* [THE DATA]:

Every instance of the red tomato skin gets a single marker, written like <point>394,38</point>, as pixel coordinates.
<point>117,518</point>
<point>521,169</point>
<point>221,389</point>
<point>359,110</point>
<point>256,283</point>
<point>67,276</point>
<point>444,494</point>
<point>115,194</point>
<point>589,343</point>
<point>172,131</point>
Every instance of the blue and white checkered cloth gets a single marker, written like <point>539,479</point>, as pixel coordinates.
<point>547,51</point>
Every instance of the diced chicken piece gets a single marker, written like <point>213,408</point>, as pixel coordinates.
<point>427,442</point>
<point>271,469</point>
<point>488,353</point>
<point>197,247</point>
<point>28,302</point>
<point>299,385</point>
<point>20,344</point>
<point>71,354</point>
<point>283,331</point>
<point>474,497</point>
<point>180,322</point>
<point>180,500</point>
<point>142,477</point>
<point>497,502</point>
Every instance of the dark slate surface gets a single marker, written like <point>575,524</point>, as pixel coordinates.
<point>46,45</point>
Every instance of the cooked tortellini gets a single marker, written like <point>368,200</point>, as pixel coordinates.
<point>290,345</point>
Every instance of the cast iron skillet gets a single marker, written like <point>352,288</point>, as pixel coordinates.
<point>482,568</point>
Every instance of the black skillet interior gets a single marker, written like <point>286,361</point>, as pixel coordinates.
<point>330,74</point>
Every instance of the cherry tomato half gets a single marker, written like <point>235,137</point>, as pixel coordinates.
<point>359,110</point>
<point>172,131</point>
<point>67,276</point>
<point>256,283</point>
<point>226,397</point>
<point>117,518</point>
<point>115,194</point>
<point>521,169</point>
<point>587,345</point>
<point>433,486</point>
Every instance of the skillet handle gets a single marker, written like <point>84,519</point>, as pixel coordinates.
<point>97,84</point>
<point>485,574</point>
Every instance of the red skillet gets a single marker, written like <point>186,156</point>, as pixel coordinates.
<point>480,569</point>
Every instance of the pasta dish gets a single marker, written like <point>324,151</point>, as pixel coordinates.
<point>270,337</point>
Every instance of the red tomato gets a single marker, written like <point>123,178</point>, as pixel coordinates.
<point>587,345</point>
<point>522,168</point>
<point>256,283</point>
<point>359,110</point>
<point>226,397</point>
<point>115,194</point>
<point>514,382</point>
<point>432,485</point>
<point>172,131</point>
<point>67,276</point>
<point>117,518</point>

--

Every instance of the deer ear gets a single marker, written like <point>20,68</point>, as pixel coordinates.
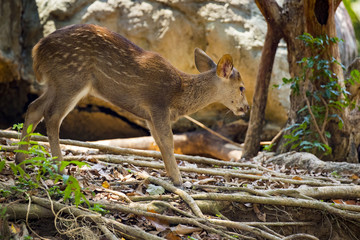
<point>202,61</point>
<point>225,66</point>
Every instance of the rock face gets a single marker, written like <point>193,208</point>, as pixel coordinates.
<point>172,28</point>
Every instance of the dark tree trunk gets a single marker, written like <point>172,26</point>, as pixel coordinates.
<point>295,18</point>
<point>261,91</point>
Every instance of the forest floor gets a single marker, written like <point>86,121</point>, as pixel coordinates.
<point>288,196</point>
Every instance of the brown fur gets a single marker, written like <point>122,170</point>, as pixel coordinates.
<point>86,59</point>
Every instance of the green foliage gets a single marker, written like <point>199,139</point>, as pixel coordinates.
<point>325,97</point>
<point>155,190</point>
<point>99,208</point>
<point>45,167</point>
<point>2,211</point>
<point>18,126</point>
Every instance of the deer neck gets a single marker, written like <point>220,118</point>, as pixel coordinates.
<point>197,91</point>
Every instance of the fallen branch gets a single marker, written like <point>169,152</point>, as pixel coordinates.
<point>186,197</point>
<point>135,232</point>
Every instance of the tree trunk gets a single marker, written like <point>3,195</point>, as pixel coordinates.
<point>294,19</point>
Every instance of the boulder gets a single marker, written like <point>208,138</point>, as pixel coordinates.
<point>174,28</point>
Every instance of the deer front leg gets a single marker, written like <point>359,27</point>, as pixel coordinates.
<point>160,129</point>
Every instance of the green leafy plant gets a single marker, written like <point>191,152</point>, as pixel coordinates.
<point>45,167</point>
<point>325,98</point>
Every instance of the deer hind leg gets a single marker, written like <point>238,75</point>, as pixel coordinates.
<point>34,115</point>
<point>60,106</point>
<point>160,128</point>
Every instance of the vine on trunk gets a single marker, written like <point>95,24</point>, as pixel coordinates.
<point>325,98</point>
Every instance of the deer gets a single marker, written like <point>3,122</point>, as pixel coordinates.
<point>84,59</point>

* [EXERCISE]: Can you format the lines from the one containing "Every instance of the deer neck" through the one containing "<point>84,59</point>", inclusive, as a Markdown table with columns Row and Line, leaving out any blank lines?

* [THE REPLY]:
| Row | Line |
|---|---|
| 1 | Every instance of the deer neck gets a single marker, written like <point>220,118</point>, as pixel coordinates. |
| 2 | <point>197,91</point> |
| 3 | Every instance of the fallen branch gets a single marker, written like <point>169,152</point>, as pixel coordinates. |
| 4 | <point>186,197</point> |
| 5 | <point>135,232</point> |
| 6 | Every instance of the tree trunk gets a single marker, written like <point>3,195</point>, as pixel coordinates. |
| 7 | <point>294,19</point> |
| 8 | Every instance of the boulder gets a single marker, written like <point>208,138</point>, as pixel coordinates. |
| 9 | <point>174,28</point> |
| 10 | Every instance of the deer front leg gets a single marker, written like <point>359,27</point>, as pixel coordinates. |
| 11 | <point>160,129</point> |
| 12 | Every instance of the green leafy plant gets a single marker, written like <point>191,152</point>, as pixel coordinates. |
| 13 | <point>45,167</point> |
| 14 | <point>325,98</point> |
| 15 | Every instance of the deer hind leg gets a single marker, written like <point>238,75</point>, as pixel coordinates. |
| 16 | <point>34,115</point> |
| 17 | <point>60,106</point> |
| 18 | <point>160,128</point> |
| 19 | Every instance of the vine on trunk gets a single marker, written like <point>95,24</point>, as pixel coordinates. |
| 20 | <point>325,98</point> |
| 21 | Every instance of the deer gets a single marker, written like <point>3,122</point>, as pixel coordinates. |
| 22 | <point>84,59</point> |